EXTRACT =>
+ + + + + + +

Figure 5 shows the location of the E2 mutations within putative CTL and B cell epitopes in the different variants in subjects 23_Ch and 240_Ch, as well as mutations previously shown to be associated with viral fitness costs. All the identified epitopes within this region carried at least one amino acid change. Two of these mutations (G483D for 240_Ch and T542I for 23_Ch) generated CTL epitopes with reduced binding affinity, thus indicating potential immune escape (Table S4). Interestingly, both subjects also showed a substitution at position 443 (Y443I for 23_Ch and Y443H in 240_Ch) known to be within a B cell epitope [47]. In 240_Ch a mutation at 543 was observed (T543A). Mutations at this site have been reported to alter the yield of precipitated E1/E2 proteins [48].

Comparison between SE (based on all substitutions) at sites of predicted CTL epitopes, with sites at which no epitopes were predicted, revealed significant differences for each subject (Mann Whitney; all p<0.01). In three subjects (excluding 686_Cl who had rare HLA-B alleles, and hence limited information available for epitope prediction), the distribution of SE values based only on non-synonymous substitutions, revealed that epitope regions carried higher SE values (Mann Whitney; p<0.01). These results support the hypothesis that viral evolution is influenced by the host cellular immune response, as has been shown in chronic infection [49]–[52].

Discussion

This comprehensive examination of the pattern and kinetics of viral evolution across the HCV genome has revealed that early primary HCV infection features at least two significant genetic bottleneck events. The first occurred during or immediately after transmission, where only one or two founder viruses successfully initiated infection. The second occurred within 100 DPI, preceding a decline in HCV RNA level, and in temporal proximity to seroconversion. This second bottleneck was followed either by clearance, or by a selective sweep with new variants emerging from the founder virus to dominate the pre-chronic phase of infection. These quantitative analyses of early events in primary HCV infection suggest that strong selective pressures limit viral evolution both during transmission and early infection.

+ + + + + + +

DATASET EXCERPTS =>
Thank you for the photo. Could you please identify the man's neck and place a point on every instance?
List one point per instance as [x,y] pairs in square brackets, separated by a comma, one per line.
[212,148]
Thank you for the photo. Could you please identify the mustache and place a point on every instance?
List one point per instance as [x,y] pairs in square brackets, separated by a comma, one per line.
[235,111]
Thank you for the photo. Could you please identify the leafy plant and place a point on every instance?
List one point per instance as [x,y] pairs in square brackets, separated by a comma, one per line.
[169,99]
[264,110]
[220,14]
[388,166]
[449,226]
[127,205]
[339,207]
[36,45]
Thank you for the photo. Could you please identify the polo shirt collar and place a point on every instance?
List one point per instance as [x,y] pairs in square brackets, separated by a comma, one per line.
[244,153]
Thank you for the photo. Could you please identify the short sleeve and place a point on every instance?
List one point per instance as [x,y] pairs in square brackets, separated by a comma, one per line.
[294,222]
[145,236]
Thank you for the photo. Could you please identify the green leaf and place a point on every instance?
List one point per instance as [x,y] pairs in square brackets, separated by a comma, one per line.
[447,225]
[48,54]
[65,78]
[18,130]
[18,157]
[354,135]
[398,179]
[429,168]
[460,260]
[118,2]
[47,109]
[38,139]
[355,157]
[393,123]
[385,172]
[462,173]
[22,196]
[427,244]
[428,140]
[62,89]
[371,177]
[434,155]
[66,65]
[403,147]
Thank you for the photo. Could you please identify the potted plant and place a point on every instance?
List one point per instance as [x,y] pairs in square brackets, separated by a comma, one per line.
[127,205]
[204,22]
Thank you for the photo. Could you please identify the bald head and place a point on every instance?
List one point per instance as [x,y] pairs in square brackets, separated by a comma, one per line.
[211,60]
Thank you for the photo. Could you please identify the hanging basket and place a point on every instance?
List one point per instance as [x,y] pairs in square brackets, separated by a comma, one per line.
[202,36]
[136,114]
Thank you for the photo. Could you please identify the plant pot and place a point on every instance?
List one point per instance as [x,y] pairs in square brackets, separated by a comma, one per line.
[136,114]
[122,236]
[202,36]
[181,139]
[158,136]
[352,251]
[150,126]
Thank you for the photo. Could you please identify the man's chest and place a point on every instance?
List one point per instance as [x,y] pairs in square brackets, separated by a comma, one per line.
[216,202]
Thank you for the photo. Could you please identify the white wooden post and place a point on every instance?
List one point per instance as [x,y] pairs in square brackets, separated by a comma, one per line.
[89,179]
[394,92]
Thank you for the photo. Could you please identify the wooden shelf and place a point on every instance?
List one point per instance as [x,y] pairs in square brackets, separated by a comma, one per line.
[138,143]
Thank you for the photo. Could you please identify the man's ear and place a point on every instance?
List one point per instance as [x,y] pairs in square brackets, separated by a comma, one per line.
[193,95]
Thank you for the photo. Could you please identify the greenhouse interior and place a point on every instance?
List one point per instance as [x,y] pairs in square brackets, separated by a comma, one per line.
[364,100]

+ + + + + + +

THINGS TO DO =>
#1 Render this sentence from the passage on HCV evolution into French: "All the identified epitopes within this region carried at least one amino acid change."
#2 Supply the sentences that would follow the final one in the passage on HCV evolution, carrying on its discussion.
The listing comes from a different source than the passage on HCV evolution.

YOUR RESPONSES =>
#1 Tous les épitopes identifiés dans cette région présentaient au moins une substitution d'acide aminé.

#2
The demonstration here of a single founder virus in three of four IDU-transmitted HCV cases is comparable to studies in HIV, which have shown that the majority of subjects with mucosal transmission had a single founder virus [14], [15], [22], [53], [54]. Interestingly, HIV transmission via IDU was more commonly associated with multiple viruses, although still less than five founders [14]. Investigation of HIV Envelope sequences in 20 heterosexual transmission pairs revealed that the founder variant in the recipient comprised only a small fraction of the viral variants in the donor (i.e. <5%) [55]. The only previous study in HCV using NGS for founder analysis revealed that a small inoculum could explain the limited diversity observed in early infection in two genomic structural regions [30]. For both HIV and HCV, it remains unclear whether the transmission bottleneck is attributable to a low number of variants being transferred between hosts, or is the result of early evolutionary events where a larger number of strains are rapidly eliminated due to varying fitness constraints. As the two founders identified in subject 23_Ch showed relatively limited diversification from each other, it is also plausible that a single founder underwent very rapid evolution within the first few days post-infection in this case.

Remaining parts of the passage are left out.